Problem details
When the word "query" shows up in a line of the data below, copy that whole line.

(Referring expression pointing data)
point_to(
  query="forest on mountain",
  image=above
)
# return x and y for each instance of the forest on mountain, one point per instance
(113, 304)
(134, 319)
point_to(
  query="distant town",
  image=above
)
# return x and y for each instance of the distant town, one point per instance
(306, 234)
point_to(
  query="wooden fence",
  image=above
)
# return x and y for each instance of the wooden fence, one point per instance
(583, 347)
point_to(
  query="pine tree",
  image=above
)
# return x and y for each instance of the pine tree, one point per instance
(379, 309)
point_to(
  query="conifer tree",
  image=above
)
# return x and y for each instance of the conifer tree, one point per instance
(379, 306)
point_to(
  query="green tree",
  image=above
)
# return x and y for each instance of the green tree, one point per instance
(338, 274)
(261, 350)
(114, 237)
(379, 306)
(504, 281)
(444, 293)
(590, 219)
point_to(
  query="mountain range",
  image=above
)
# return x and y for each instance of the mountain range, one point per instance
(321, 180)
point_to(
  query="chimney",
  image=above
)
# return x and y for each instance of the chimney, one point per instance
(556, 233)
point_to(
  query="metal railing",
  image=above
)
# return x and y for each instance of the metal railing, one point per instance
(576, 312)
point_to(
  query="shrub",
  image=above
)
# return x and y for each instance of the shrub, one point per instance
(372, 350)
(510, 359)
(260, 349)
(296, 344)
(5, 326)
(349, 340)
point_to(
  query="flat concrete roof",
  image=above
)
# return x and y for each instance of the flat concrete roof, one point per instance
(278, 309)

The answer
  query="forest on mountain",
  query="distant town",
  query="wooden fence",
  query="pine tree",
  query="conifer tree",
  query="green tree",
  query="mountain range",
  query="chimney",
  query="metal railing",
  query="shrub",
  query="flat concrete roof",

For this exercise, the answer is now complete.